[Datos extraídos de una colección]
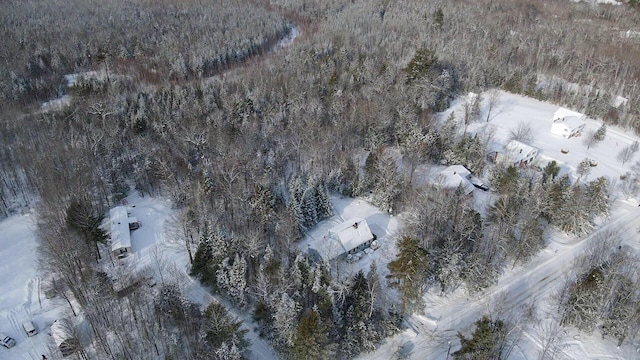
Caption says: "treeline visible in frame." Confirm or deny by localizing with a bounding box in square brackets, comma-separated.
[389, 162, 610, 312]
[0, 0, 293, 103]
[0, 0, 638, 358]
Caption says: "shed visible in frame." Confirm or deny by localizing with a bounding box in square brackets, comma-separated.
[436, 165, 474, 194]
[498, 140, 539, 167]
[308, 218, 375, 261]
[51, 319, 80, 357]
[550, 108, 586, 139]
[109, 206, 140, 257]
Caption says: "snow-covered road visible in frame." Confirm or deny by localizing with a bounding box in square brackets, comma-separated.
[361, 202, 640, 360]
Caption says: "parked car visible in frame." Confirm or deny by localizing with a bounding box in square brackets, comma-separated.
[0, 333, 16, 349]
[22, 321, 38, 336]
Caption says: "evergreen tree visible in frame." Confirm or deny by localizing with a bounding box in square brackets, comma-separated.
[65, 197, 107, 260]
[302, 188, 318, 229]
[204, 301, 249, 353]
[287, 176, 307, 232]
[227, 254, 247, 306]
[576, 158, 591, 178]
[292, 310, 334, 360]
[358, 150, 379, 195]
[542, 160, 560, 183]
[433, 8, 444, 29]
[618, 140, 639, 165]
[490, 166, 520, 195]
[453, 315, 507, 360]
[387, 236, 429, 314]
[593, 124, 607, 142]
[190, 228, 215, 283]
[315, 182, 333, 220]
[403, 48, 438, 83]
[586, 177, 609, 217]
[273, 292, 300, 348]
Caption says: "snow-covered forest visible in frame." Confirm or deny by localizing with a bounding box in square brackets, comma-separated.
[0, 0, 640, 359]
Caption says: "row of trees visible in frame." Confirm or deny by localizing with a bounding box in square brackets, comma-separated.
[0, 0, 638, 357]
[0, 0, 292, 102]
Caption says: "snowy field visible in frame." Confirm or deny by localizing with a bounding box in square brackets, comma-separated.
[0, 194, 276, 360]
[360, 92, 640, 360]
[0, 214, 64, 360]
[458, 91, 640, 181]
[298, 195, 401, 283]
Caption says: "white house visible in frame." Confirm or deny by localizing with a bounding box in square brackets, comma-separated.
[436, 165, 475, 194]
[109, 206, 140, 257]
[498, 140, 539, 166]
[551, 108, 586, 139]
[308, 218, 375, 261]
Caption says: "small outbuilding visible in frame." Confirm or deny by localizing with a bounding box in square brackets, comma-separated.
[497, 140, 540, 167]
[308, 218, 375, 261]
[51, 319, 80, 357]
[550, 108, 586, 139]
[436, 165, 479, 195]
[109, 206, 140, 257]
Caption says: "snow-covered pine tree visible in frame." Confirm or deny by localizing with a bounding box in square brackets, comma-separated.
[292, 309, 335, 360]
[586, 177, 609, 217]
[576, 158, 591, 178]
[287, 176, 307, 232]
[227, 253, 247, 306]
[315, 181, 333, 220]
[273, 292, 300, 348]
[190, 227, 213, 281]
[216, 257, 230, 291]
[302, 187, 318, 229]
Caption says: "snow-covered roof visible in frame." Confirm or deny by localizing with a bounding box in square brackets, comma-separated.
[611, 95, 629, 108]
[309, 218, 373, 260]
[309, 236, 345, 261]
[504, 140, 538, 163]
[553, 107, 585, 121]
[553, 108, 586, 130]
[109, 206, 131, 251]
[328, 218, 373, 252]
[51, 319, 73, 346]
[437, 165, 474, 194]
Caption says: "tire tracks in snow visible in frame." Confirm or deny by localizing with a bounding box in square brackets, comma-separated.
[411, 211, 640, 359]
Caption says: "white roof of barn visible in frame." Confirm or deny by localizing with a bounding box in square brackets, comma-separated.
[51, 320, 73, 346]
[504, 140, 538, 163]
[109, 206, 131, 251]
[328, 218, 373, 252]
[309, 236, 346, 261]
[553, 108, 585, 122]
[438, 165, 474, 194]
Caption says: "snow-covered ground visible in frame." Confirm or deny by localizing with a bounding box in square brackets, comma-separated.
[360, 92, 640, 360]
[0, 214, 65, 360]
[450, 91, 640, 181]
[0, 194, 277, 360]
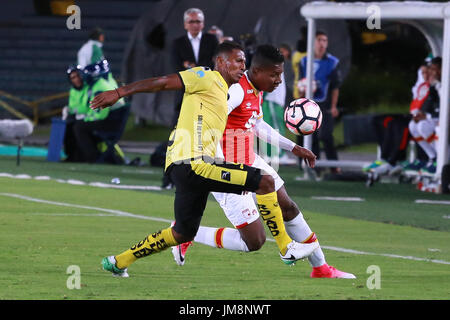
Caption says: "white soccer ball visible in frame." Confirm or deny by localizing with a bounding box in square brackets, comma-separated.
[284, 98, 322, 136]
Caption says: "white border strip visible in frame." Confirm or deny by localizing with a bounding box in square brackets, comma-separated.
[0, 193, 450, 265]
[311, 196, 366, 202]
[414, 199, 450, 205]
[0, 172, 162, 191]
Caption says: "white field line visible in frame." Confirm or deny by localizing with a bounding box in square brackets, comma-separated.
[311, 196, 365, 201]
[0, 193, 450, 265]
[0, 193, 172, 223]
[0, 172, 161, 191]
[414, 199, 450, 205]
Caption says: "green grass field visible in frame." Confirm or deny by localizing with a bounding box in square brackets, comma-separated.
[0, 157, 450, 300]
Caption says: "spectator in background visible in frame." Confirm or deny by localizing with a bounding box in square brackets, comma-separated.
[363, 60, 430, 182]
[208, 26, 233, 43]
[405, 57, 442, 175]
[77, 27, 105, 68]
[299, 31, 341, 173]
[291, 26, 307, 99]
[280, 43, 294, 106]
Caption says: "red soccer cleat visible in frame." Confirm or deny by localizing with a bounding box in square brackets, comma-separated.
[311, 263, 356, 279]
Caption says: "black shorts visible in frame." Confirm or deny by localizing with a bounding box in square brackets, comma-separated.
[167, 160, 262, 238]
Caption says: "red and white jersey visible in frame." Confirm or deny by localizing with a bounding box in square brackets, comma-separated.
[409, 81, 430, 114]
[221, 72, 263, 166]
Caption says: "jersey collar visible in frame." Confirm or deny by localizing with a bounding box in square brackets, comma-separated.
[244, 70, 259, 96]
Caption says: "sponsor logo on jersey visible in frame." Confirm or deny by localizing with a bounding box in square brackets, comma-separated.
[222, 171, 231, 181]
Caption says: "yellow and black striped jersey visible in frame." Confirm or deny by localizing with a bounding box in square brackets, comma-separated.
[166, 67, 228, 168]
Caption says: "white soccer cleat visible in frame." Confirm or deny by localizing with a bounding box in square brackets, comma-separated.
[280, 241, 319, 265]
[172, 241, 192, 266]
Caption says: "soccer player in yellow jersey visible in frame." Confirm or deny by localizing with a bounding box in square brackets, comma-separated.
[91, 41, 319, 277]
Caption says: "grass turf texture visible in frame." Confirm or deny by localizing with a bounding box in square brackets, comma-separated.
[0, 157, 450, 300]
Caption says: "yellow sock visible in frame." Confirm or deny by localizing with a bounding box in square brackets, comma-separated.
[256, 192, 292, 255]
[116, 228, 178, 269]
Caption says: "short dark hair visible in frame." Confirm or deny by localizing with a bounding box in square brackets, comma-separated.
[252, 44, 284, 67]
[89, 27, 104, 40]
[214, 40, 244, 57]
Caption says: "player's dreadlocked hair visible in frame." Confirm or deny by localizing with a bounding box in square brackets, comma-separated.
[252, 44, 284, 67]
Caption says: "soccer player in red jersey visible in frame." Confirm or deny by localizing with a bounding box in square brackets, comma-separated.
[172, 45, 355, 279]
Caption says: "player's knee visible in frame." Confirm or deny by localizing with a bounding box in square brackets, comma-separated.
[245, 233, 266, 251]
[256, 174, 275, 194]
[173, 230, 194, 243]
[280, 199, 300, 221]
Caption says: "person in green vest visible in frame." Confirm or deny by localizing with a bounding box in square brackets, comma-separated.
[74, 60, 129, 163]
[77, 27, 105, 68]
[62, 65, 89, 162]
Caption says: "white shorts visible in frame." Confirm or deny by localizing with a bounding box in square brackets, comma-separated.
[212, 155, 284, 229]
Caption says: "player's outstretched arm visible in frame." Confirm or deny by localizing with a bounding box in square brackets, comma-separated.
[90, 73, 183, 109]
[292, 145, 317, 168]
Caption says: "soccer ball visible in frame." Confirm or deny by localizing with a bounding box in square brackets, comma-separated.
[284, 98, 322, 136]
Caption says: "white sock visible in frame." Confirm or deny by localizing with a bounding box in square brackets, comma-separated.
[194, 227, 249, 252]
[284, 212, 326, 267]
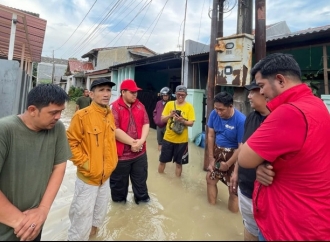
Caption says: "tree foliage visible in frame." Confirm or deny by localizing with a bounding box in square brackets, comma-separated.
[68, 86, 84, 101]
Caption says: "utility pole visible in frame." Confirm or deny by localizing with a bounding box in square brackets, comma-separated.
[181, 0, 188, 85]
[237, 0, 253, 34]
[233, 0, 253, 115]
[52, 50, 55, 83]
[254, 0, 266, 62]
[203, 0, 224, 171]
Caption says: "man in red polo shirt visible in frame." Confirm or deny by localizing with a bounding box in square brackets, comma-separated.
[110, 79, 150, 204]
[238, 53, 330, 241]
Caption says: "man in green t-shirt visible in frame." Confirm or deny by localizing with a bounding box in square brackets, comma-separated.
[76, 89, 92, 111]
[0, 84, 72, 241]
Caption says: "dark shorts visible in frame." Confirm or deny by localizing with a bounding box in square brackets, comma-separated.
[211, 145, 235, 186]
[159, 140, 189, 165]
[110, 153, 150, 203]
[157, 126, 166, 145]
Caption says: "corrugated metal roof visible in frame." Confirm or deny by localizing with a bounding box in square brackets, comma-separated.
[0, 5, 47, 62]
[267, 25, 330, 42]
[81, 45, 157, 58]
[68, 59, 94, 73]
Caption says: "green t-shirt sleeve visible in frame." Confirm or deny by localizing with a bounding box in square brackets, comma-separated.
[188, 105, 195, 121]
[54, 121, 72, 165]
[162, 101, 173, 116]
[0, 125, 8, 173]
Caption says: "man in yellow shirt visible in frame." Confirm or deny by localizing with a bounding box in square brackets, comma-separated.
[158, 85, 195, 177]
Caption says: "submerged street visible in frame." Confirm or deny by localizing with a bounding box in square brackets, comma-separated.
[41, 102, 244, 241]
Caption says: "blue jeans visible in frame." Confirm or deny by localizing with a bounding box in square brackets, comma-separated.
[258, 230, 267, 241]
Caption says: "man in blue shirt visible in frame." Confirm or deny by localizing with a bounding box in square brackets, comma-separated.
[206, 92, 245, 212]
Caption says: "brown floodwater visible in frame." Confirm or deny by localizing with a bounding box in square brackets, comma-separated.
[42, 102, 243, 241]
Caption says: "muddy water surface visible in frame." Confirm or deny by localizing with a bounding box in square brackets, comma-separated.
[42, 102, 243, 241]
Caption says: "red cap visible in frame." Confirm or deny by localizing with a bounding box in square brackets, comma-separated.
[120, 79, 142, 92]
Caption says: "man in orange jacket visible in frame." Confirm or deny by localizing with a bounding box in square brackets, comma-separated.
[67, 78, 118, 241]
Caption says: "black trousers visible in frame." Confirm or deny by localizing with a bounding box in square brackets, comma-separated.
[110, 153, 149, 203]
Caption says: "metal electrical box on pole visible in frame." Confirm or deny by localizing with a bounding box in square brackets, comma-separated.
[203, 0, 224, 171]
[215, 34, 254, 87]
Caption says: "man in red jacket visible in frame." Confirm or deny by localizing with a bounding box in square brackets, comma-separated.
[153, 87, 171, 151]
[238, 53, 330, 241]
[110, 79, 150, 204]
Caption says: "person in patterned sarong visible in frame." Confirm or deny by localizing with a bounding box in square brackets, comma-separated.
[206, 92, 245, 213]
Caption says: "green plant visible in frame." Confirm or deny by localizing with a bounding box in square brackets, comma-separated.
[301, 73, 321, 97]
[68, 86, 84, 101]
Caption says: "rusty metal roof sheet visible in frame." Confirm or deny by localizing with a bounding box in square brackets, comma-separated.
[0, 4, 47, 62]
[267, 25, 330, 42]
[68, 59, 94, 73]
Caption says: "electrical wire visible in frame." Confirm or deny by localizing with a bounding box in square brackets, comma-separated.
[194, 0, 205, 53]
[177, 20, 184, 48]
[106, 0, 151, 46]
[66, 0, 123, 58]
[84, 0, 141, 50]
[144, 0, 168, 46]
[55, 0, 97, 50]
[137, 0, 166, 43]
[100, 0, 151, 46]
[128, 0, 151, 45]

> Enunciado:
Recopila todas las filas de arriba en las que aparezca la palabra "black".

> Respuesta:
Caption says: "black shorts visible in frame." Confirm or deny by localizing with a bounding box in square brackets, comma-separated.
Caption says: "yellow and black striped jersey visible in frame." Confirm or deny by localizing with a bounding box in square brackets, comma-separated.
Caption says: "black trousers visible in frame." Confirm or deny by localizing with a bounding box in square brackets, comma-separated.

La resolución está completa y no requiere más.